**Your goal**
Set down each of the following entries again, word for word and unchanged.
━━━━━ Available data
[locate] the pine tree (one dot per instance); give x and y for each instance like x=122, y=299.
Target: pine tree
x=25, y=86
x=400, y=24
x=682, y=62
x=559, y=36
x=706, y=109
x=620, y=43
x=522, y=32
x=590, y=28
━━━━━━━━━━
**Correct result**
[locate] the pine tree (one dot per instance); give x and y for each instance like x=122, y=299.
Target: pine tree
x=25, y=86
x=400, y=24
x=682, y=62
x=559, y=36
x=706, y=109
x=620, y=43
x=522, y=32
x=590, y=28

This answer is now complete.